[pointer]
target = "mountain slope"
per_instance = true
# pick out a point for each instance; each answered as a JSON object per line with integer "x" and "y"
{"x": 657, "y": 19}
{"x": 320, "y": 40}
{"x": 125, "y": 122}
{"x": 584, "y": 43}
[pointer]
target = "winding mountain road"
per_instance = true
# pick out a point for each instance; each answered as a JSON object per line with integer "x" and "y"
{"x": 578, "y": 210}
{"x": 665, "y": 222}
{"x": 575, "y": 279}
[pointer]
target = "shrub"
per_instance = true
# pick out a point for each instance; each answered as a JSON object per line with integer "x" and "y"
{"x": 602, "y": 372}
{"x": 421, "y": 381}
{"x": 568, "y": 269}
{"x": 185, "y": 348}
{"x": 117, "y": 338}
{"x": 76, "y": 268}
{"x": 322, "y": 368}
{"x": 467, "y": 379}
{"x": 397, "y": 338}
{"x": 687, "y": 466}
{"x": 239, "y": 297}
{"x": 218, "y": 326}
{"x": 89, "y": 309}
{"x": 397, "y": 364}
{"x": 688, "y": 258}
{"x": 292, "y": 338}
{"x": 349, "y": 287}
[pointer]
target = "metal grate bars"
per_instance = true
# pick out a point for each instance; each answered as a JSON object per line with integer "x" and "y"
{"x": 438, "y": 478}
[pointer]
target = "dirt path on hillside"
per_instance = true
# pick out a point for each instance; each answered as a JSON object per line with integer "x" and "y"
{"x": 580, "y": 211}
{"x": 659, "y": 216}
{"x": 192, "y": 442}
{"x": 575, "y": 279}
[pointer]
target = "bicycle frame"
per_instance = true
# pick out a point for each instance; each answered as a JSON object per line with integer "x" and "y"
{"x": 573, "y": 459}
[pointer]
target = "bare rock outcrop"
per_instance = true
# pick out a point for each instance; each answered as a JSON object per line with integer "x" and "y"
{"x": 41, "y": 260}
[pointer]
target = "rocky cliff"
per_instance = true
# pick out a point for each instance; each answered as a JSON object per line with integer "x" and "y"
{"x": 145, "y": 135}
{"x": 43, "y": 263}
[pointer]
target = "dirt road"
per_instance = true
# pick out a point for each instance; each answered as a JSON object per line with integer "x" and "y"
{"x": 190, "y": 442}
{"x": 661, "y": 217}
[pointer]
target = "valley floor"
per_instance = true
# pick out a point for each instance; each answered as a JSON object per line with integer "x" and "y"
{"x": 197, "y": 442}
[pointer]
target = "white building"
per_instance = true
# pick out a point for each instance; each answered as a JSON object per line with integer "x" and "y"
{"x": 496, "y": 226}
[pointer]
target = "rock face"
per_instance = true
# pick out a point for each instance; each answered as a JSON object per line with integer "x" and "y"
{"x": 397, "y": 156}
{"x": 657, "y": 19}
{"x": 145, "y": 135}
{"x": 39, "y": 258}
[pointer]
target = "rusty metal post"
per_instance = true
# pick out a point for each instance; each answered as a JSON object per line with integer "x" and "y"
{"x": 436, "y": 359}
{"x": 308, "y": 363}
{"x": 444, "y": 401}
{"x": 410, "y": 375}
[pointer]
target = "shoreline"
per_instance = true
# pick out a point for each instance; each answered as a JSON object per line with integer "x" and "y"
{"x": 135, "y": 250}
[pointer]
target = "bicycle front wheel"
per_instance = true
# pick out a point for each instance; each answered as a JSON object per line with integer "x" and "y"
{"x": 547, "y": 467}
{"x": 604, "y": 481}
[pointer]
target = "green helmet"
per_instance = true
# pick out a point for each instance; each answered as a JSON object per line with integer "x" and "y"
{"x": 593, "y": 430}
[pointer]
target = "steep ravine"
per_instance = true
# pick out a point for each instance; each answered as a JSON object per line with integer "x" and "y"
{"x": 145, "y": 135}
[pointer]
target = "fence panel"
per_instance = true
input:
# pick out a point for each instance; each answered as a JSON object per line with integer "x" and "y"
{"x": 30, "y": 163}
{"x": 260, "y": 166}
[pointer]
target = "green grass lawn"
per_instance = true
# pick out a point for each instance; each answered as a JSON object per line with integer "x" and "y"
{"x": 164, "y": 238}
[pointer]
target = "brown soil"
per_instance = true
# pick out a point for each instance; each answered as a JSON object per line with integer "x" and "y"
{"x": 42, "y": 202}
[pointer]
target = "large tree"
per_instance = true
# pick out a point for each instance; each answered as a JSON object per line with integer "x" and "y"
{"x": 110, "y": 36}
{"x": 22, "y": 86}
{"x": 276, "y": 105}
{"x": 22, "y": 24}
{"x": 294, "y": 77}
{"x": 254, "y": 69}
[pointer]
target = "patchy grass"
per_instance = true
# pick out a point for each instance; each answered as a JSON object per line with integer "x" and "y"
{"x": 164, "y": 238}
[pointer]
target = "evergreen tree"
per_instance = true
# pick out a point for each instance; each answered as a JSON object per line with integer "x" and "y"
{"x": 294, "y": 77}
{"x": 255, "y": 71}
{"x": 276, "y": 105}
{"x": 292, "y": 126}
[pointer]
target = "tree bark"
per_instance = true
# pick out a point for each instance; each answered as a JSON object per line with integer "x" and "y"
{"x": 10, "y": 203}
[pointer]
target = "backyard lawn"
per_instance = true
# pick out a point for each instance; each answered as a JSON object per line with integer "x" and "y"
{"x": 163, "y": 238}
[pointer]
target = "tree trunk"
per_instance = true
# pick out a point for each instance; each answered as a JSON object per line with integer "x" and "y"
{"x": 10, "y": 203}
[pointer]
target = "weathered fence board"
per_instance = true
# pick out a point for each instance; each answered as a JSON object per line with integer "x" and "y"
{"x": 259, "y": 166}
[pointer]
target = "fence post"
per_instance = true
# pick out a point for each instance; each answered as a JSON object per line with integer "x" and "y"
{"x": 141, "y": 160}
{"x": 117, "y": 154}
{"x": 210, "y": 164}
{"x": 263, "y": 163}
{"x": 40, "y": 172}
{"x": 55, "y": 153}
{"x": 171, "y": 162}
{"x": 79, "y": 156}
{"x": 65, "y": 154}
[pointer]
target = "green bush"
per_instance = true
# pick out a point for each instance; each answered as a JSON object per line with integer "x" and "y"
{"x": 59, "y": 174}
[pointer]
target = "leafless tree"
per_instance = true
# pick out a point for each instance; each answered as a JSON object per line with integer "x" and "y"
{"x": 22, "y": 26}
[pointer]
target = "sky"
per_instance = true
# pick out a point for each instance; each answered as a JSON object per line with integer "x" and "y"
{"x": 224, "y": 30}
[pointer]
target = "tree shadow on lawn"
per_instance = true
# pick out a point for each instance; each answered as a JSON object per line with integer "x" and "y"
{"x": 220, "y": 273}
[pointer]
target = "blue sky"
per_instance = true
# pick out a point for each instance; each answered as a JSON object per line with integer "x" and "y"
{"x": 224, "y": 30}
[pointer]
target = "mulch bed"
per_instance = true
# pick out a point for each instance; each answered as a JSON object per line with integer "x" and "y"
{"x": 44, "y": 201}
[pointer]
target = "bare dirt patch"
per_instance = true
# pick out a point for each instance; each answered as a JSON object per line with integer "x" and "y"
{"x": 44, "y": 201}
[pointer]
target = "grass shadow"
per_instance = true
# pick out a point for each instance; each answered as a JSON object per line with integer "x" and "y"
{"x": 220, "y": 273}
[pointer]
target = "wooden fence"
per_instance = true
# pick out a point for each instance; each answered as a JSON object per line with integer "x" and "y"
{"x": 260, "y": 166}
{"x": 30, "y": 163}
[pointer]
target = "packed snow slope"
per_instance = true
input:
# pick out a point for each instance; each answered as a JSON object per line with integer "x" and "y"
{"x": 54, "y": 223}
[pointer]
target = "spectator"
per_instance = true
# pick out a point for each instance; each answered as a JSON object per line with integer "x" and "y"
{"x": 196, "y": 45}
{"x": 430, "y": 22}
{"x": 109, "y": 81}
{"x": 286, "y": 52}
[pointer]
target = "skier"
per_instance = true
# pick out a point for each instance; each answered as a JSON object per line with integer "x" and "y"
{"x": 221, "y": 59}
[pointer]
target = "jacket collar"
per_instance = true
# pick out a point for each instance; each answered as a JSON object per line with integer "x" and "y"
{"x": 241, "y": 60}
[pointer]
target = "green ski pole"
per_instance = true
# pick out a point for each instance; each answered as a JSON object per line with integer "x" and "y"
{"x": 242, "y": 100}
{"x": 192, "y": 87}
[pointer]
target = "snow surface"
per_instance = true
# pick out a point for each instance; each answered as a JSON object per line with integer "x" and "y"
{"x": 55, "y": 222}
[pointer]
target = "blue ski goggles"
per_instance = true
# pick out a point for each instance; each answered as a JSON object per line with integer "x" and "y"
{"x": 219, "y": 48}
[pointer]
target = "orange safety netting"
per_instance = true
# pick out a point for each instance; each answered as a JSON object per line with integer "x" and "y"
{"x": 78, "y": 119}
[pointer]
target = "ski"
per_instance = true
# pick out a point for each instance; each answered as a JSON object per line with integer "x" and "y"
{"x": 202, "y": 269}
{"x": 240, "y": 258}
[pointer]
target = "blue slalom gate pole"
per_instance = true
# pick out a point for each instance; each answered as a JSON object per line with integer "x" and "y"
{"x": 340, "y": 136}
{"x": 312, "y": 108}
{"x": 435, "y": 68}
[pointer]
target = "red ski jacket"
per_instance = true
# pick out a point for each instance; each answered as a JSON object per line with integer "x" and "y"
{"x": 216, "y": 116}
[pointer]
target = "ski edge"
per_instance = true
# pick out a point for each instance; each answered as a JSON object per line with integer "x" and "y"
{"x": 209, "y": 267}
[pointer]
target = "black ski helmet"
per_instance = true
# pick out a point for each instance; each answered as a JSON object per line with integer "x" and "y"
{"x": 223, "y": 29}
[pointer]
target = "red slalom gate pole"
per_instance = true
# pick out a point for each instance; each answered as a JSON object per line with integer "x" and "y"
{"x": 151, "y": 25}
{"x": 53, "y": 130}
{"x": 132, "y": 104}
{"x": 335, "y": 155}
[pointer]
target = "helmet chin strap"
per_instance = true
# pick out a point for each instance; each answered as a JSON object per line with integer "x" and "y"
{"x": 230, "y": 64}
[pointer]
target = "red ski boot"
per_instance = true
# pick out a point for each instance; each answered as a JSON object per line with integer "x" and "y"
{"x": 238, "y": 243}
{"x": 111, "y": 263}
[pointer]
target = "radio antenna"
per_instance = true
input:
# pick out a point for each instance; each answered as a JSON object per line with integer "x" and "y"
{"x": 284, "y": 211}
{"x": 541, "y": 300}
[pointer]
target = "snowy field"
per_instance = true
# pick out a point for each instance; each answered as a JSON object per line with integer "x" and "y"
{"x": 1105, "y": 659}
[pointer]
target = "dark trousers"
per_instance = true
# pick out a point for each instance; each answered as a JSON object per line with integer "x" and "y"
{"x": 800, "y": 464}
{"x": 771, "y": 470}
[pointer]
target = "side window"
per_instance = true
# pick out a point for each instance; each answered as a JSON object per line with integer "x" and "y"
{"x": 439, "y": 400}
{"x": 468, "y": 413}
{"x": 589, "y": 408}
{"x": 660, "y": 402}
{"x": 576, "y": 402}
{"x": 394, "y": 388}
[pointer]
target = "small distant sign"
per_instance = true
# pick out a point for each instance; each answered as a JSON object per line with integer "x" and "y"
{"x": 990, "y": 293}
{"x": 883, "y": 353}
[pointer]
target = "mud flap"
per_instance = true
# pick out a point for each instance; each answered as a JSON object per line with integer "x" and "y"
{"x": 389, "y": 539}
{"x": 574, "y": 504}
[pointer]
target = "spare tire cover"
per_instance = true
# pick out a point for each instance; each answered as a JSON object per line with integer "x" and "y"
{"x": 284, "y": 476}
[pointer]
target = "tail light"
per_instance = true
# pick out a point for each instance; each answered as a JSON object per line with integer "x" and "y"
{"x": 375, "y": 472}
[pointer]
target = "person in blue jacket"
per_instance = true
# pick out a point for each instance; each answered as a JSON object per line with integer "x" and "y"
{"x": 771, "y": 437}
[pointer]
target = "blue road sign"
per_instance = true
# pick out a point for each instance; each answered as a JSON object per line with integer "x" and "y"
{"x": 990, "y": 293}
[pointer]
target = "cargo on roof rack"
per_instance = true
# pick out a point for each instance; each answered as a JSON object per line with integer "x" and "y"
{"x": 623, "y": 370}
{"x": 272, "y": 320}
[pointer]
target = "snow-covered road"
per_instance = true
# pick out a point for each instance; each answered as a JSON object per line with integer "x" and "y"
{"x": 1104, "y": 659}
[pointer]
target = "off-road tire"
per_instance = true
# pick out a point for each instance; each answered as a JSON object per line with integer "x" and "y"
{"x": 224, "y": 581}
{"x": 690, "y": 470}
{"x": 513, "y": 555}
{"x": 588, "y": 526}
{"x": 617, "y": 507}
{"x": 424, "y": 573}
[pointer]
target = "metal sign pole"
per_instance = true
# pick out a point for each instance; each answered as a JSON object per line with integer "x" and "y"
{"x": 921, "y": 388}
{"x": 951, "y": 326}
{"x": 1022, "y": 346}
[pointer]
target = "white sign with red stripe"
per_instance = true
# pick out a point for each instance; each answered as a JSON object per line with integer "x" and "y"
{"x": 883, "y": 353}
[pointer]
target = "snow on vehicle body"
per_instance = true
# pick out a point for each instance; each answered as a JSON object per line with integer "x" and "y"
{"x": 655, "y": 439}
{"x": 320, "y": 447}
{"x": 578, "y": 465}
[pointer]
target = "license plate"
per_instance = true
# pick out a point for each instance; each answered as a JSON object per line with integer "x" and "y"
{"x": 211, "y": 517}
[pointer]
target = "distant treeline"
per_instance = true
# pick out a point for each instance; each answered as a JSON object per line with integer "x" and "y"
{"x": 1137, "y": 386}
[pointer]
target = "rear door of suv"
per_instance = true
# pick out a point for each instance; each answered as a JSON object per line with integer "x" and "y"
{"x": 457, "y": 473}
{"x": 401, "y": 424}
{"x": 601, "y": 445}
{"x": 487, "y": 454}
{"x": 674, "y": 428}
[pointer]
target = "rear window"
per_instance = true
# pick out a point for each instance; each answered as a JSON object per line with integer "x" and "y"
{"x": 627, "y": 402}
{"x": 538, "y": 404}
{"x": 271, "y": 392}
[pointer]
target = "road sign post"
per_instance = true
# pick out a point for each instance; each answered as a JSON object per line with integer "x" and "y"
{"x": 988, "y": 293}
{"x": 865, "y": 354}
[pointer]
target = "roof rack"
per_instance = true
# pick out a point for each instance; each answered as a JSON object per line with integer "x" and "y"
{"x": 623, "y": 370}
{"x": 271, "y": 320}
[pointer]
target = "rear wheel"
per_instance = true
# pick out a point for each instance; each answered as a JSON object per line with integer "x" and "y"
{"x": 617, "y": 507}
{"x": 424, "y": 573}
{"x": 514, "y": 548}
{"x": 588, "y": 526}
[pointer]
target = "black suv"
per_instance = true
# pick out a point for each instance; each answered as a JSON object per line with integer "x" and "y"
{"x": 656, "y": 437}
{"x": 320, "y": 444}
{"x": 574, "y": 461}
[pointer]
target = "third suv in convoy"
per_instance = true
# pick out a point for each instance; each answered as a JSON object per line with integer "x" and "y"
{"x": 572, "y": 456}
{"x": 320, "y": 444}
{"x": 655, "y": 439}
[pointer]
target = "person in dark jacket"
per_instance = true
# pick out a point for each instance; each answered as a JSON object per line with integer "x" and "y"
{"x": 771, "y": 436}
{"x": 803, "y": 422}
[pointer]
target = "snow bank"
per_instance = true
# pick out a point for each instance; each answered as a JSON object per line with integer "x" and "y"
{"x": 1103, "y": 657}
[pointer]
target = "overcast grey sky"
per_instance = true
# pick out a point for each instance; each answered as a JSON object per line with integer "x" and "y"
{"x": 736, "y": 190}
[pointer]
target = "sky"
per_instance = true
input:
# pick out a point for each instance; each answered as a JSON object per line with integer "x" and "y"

AIM OF THE TASK ::
Filter the data above by the word "black" and copy every line that matches.

WRITTEN REPLY ::
target = "black ski helmet"
target = "black suv"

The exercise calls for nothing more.